-- Begin ENTRIES PROVIDED --

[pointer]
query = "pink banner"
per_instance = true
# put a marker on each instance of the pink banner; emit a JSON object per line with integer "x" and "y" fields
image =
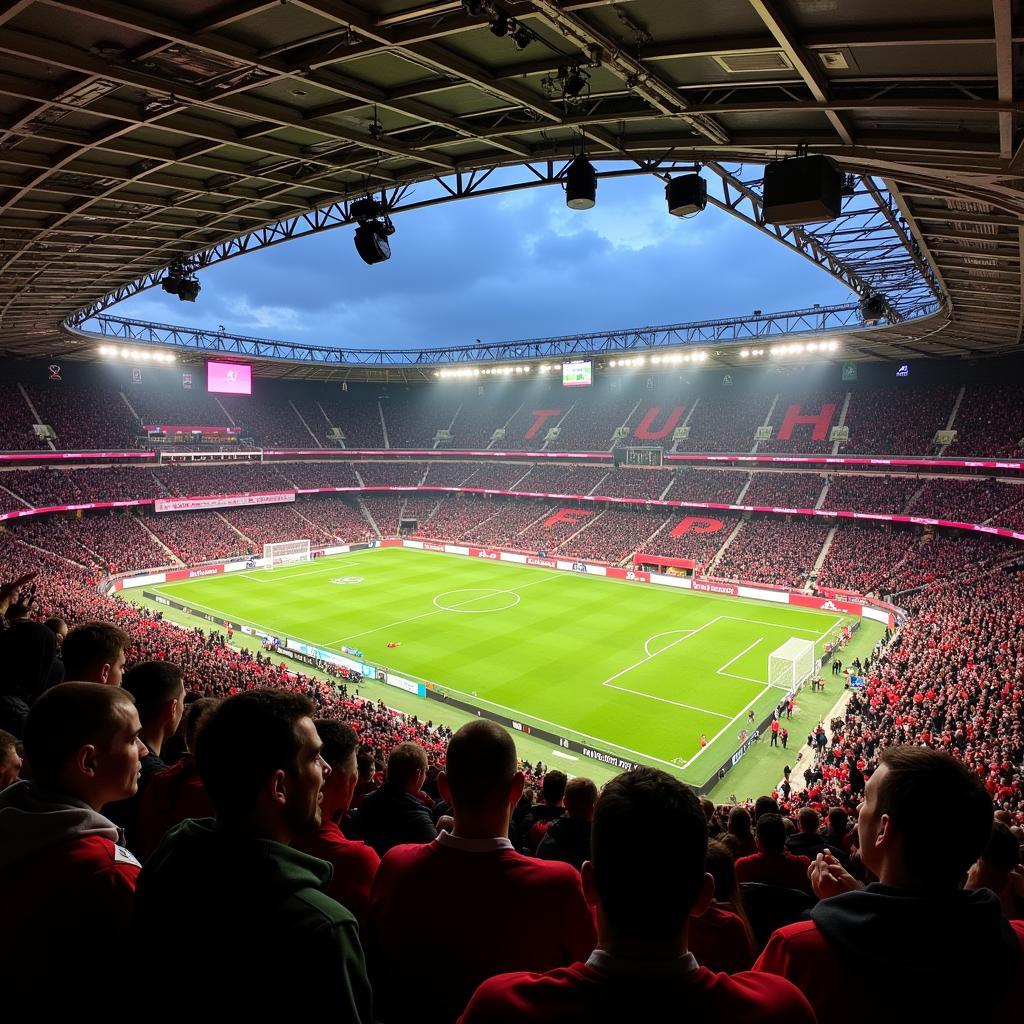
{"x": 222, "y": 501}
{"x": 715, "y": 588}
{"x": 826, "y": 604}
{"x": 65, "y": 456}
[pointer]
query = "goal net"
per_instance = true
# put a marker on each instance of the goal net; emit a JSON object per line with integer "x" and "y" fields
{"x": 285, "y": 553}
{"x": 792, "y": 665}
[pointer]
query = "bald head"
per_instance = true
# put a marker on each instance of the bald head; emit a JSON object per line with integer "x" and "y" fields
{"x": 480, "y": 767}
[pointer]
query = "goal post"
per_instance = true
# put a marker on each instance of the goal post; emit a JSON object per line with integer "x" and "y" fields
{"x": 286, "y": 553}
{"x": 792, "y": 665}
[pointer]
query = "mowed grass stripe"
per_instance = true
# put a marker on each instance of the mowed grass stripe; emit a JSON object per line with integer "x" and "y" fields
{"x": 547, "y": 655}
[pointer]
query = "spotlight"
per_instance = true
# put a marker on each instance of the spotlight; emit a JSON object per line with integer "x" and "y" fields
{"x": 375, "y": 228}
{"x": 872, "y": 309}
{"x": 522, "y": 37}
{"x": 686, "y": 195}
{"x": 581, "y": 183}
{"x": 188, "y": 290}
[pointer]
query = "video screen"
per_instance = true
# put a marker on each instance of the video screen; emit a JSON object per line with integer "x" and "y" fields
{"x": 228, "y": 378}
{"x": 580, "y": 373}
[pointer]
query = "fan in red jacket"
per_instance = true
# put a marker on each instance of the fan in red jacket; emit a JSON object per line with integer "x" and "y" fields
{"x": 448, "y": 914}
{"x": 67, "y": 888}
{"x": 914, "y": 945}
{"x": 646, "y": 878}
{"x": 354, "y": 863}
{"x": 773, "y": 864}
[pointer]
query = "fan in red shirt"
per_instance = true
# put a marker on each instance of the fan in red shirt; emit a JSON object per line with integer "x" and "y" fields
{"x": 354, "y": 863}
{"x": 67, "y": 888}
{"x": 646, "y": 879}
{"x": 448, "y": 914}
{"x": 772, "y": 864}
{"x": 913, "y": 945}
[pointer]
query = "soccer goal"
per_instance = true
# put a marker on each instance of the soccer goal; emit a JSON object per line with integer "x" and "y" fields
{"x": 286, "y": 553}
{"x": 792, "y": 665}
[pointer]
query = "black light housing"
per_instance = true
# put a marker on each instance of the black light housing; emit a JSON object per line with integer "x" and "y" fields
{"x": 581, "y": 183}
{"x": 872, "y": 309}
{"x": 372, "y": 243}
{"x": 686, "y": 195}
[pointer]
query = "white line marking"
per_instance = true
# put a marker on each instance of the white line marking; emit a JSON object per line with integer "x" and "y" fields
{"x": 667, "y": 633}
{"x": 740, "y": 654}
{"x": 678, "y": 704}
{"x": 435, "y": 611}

-- End ENTRIES PROVIDED --

TASK DIRECTIONS
Gather each line above that contains the word "bald", and list those lines one per row in their original order.

WORKED SOLUTION
query = "bald head"
# put a marker on each instance of the bald head; emit a JSON object per line with integer "x" and "y" fields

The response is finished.